=== CONSIGNE A ===
Recopiez le passage de l'article sur la couverture médiatique du conflit israélo-palestinien, de « Le New York » jusqu'à « propre passé colonial. » inclus.
=== CONSIGNE B ===
D'après l'article sur la couverture médiatique du conflit israélo-palestinien :
(i) Pour quel média Khaled Sid Mohand analyse-t-il la situation ?
(ii) Quel journal américain a donné la parole au Hamas ?
(iii) Quel parti politique est nommé parmi ceux dont des élus voient en Israël un défenseur des valeurs occidentales ?

=== DOCUMENT ===
L’idéologie coloniale réunit France et Israël
Khaled Sid Mohand, journaliste indépendant analyse la situation, ainsi, pour TRT Français. Selon lui, la couverture du conflit israélo-palestinien était déjà mauvaise avant le 7 octobre. “On était habitué à une couverture parfaitement hypocrite recouverte d’un vernis d’objectivité”. On attribuait un créneau à chacun. “On ne peut pas attribuer le même quotient de violence à un gamin qui jette des pierres et à un char ou à un avion de chasse. Ce n’est pas de l’information mais de la désinformation”.
Depuis 10 mois, les choses ont complètement basculé d’un côté. L’armée israélienne est invitée en direct sur tous les plateaux, mais aucun représentant du Hamas n’a été interviewé. “C’est vraiment propre à la France. Des pays comme les États-Unis qui ont une diplomatie très pro-israélienne ont vu leurs médias donner la parole au Hamas.
Le New York Times l’a fait, des journaux espagnols l’ont fait. C’est un parti pris strictement français”. Il va plus loin dans son analyse : il y a deux explications à cette dérive, selon lui. Les rédactions françaises sont aux mains de personnes qui sont encore dans la culpabilité de la Shoah. Toute attaque contre Israël est vécue comme un retour de l’anti-sémitisme qui, en Europe, a mené à la ”solution finale” organisée par l’Allemagne nazie.
L’idéologie coloniale réunit France et Israël
La seconde explication, il va la chercher dans le passé colonial de la France. “La question palestinienne, c’est une question coloniale. Il y a un Etat qui est occupant et une population occupée, mais la majeure partie des Français est hermétique à cette lecture”. Le Français s’identifie plus à un habitant de Tel Aviv qu’à un habitant de Gaza, évitant ainsi une relecture de son propre passé colonial.
La droitisation de la vie politique française et l’adhésion de plusieurs partis politiques aux thèses du sionisme jouent aussi un rôle dans ce glissement. Certains élus, dont ceux du Rassemblement national, attribuent à Israël le statut de défenseur des valeurs occidentales face à une population musulmane, forcément “violente et anti-européenne”.

=== DONNÉES FOURNIES ===
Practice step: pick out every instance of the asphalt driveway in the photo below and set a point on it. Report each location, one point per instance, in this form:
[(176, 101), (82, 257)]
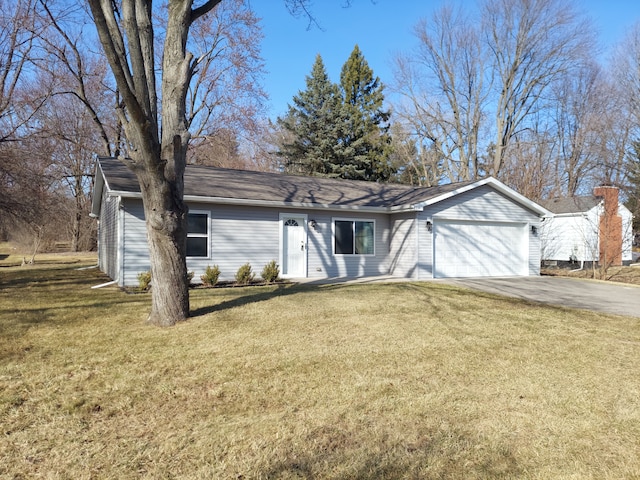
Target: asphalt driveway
[(605, 297)]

=== RÉPONSE A ===
Le New York Times l’a fait, des journaux espagnols l’ont fait. C’est un parti pris strictement français”. Il va plus loin dans son analyse : il y a deux explications à cette dérive, selon lui. Les rédactions françaises sont aux mains de personnes qui sont encore dans la culpabilité de la Shoah. Toute attaque contre Israël est vécue comme un retour de l’anti-sémitisme qui, en Europe, a mené à la ”solution finale” organisée par l’Allemagne nazie.
L’idéologie coloniale réunit France et Israël
La seconde explication, il va la chercher dans le passé colonial de la France. “La question palestinienne, c’est une question coloniale. Il y a un Etat qui est occupant et une population occupée, mais la majeure partie des Français est hermétique à cette lecture”. Le Français s’identifie plus à un habitant de Tel Aviv qu’à un habitant de Gaza, évitant ainsi une relecture de son propre passé colonial.

=== RÉPONSE B ===
(i) TRT Français.
(ii) Le New York Times.
(iii) Le Rassemblement national.